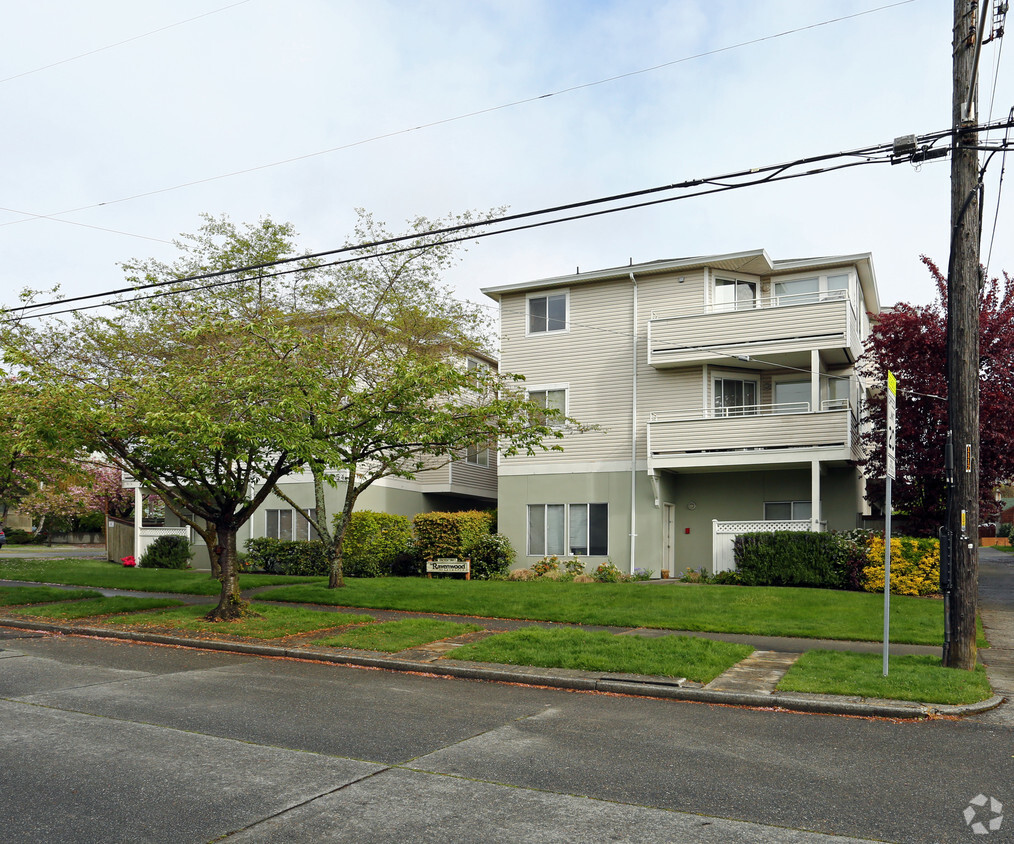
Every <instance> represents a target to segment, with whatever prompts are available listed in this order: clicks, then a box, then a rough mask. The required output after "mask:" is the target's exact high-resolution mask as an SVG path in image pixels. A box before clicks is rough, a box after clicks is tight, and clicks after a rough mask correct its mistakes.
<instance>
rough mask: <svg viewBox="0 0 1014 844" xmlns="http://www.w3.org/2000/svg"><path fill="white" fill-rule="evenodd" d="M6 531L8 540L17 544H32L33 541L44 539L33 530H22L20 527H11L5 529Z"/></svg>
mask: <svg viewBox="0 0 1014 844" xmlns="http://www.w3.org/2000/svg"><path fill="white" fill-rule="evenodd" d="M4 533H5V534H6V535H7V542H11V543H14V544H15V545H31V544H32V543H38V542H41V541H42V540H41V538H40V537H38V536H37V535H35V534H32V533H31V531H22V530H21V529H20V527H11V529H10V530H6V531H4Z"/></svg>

...

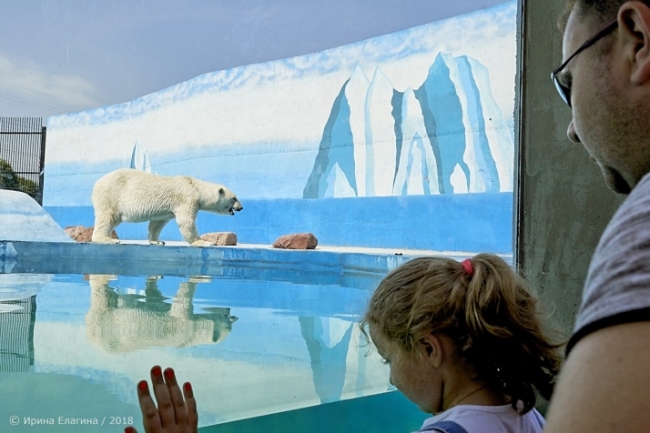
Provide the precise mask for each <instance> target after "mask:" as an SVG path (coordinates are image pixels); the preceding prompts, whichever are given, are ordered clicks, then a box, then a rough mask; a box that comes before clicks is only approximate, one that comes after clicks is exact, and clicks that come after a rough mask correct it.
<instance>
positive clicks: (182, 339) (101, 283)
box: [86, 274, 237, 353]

What you are asked to do →
The lines to copy are those above that contain "prompts".

Response →
Every <instance> represents a target to segment, with whatever prompts are available listed in this order: clicks, then a box, then a rough mask. The required output after "mask:" is the target's exact high-resolution mask as an SVG path in image pixels. A box before clicks is rough, a box after clicks is tight, and clicks after a rough mask correct its mistakes.
Provide the precise mask for each <instance> target after "mask:" as an SVG path (coordinates are image pixels); the preceding prompts, whichever are given, are ordered clicks, then a box, then a rough mask; a box that comes before clicks is only approximate, one that comes after clicks is exact, and clicks that come after a rough mask correct it.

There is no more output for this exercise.